§ **Your task**
Reproduce, word for word, the stretch of the Alonzo Bodden passage below from "He hosted the" through "on WGN America.".

§ **Source passage**

--

He hosted the Speed TV program 101 Cars You Must Drive. He is also a host for America's Worst Driver. He also guest starred on Angel.

He has performed on numerous television shows, including The Tonight Show with Jay Leno, Late Night with Conan O'Brien, Make Me Laugh, Late Friday, The Late Late Show with Craig Kilborn, Comedy Central Presents, and It's Showtime at the Apollo. He is also a voice actor who has worked on Power Rangers: Lightspeed Rescue, Masked Rider, and O'Grady.

Bodden appears as a panelist on NPR's news quiz show Wait Wait... Don't Tell Me!. He has also been a guest on The Joe Rogan Experience and on The Adam Carolla Show.

He is a co-host of Inside the Vault on WGN America.

In 2011, he was a panelist on a BBC America year-end television debut special of Wait Wait... Don't Tell Me! He is also a recurring panelist currently on the Wait Wait... Don't Tell Me! weekly NPR show and podcast.

During 2014, he was a comedic panelist on Game Show Network's original series Mind of a Man.

In 2019, he released his special Heavy Lightweight on Amazon Prime Video.

Bodden has regularly appeared as a commentator for The Young Turks network.

==Filmography and discography==
===Stand-up comedy releases===

Solo albums and TV specials
| Title | Release date | Debut medium |
|---|---|---|
| Seemed Like a Good Idea at the Time | March 6, 2001 | Audio CD |
| Tall, Dark and Funny | February 14, 2005 | DVD Video |
| Comedy Central Presents: Alonzo Bodden | July 8, 2005 | Television (Comedy Central) |
| Who's Paying Attention? | February 19, 2011 | DVD Video |
| He Had Me at Black | 16 May 2013 | Audio CD |
| Historically Incorrect | February 19, 2016 | Television (Showtime) |
| Man Overboard | July 27, 2018 | Audio CD |
| Heavy Lightweight | August 23, 2019 | Streaming TV (Prime Video) |
| Stupid Don't Get Tired | July 18, 2022 | Streaming TV (YouTube) |
| How Do You Spell Moth? | July 10, 2026 | Streaming TV (Dry Bar Comedy) |

===Movies===
- 8 Guys (2003) (short film)

--

§ **Source material**
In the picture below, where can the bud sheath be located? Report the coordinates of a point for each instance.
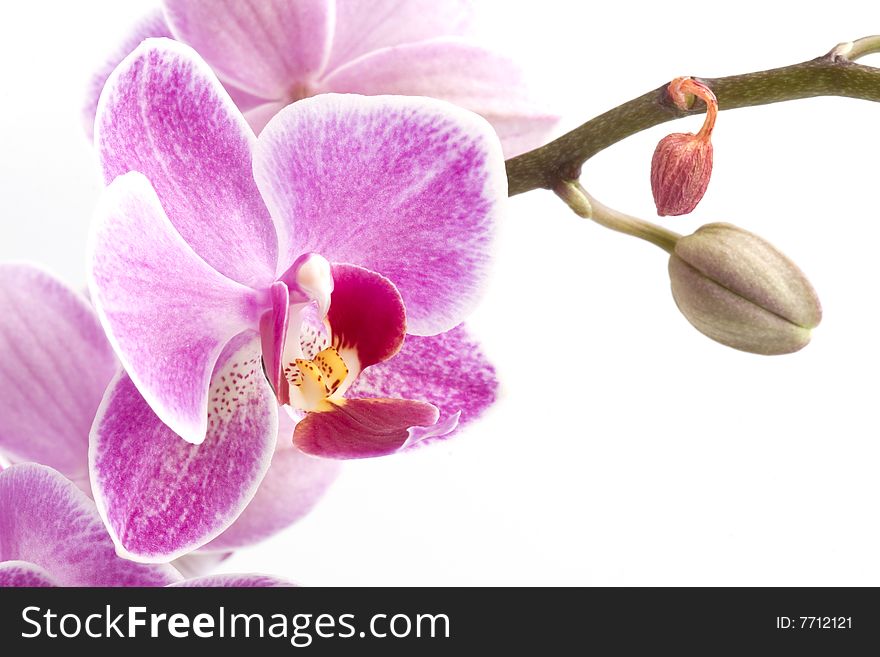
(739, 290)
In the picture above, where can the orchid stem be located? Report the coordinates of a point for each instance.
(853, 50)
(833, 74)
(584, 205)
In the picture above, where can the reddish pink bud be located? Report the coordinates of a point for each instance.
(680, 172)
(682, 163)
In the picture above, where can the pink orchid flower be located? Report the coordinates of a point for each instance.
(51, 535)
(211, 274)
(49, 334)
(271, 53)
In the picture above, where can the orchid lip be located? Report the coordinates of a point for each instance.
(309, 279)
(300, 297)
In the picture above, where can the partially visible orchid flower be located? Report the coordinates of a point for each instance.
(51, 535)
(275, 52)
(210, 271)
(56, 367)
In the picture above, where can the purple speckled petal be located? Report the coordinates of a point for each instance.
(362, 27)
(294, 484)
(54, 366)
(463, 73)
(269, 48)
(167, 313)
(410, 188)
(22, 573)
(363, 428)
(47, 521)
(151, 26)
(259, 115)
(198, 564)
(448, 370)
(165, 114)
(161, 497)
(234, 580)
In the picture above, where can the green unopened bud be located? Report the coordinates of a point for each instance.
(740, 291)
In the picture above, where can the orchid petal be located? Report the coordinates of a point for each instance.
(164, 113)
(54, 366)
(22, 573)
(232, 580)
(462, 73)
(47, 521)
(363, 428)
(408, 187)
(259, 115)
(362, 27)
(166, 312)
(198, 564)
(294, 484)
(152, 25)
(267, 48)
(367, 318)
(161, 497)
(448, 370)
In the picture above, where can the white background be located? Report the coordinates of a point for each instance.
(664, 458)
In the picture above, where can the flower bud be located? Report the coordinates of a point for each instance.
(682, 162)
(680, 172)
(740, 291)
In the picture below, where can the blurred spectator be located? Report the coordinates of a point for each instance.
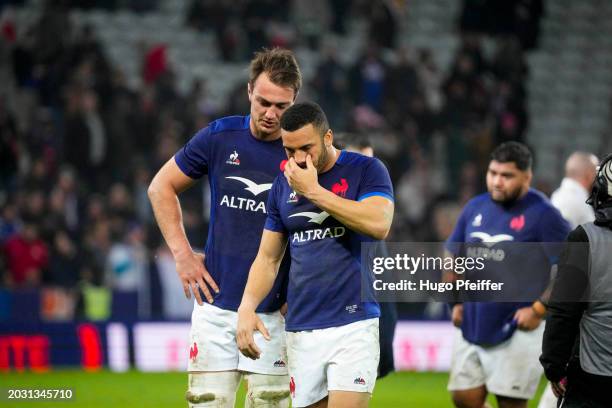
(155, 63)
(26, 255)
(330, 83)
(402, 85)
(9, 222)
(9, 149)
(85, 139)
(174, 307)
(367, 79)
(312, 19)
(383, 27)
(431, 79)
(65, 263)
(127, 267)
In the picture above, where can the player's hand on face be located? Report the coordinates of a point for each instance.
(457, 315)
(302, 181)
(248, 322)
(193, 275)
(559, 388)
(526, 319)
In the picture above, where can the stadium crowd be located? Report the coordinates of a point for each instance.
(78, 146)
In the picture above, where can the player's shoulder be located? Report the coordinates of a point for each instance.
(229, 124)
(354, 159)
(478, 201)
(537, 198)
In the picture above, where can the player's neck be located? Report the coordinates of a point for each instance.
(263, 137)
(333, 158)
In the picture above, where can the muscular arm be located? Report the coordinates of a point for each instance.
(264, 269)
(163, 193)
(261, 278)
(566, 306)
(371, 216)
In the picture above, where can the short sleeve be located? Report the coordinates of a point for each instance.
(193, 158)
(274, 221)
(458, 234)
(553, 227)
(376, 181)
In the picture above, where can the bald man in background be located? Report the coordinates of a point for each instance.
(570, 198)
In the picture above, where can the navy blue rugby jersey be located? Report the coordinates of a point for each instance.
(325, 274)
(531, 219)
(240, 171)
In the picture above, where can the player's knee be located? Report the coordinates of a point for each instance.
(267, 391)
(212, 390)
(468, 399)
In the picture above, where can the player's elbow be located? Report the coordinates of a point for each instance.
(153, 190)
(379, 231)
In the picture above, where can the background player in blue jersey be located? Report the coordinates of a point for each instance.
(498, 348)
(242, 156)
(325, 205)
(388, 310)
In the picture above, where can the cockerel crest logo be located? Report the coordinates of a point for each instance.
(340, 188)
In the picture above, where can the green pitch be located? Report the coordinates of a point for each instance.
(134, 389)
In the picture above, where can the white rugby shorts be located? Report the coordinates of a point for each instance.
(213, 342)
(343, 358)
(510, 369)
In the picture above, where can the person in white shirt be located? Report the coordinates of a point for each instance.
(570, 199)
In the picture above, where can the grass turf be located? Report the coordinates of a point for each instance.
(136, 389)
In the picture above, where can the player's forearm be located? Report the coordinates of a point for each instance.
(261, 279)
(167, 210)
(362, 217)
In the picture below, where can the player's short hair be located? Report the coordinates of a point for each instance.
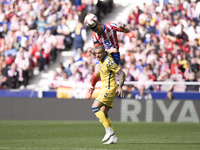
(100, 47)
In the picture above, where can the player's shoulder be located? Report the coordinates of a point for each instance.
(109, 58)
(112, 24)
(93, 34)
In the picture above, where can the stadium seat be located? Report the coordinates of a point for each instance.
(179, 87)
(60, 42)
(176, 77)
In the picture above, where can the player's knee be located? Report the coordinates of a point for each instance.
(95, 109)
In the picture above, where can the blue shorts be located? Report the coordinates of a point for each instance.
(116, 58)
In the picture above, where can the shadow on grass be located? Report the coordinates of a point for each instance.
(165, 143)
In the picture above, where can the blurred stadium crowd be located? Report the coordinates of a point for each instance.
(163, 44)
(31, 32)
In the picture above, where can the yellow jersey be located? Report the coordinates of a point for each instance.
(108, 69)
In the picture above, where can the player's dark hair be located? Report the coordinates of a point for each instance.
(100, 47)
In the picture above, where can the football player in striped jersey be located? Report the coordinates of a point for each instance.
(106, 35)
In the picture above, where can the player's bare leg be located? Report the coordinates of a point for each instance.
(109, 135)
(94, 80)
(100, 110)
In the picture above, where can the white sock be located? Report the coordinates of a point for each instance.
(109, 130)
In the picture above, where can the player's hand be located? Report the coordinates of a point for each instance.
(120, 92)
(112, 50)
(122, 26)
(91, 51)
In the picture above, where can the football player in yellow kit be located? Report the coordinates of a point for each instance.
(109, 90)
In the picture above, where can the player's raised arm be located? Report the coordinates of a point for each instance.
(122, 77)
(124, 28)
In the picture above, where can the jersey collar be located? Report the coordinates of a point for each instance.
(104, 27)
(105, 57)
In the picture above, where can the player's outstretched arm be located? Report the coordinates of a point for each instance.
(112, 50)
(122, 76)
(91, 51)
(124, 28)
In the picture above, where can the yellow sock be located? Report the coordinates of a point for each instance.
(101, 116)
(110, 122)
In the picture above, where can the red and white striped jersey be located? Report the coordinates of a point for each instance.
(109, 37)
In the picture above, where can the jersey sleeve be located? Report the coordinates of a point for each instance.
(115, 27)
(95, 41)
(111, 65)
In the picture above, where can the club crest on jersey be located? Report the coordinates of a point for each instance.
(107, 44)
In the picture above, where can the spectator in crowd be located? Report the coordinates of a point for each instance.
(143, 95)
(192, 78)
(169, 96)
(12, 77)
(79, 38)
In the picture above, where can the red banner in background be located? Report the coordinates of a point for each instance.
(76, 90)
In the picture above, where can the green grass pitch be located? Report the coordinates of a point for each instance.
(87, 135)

--

§ **Output of the exercise**
He hosted the Speed TV program 101 Cars You Must Drive. He is also a host for America's Worst Driver. He also guest starred on Angel.

He has performed on numerous television shows, including The Tonight Show with Jay Leno, Late Night with Conan O'Brien, Make Me Laugh, Late Friday, The Late Late Show with Craig Kilborn, Comedy Central Presents, and It's Showtime at the Apollo. He is also a voice actor who has worked on Power Rangers: Lightspeed Rescue, Masked Rider, and O'Grady.

Bodden appears as a panelist on NPR's news quiz show Wait Wait... Don't Tell Me!. He has also been a guest on The Joe Rogan Experience and on The Adam Carolla Show.

He is a co-host of Inside the Vault on WGN America.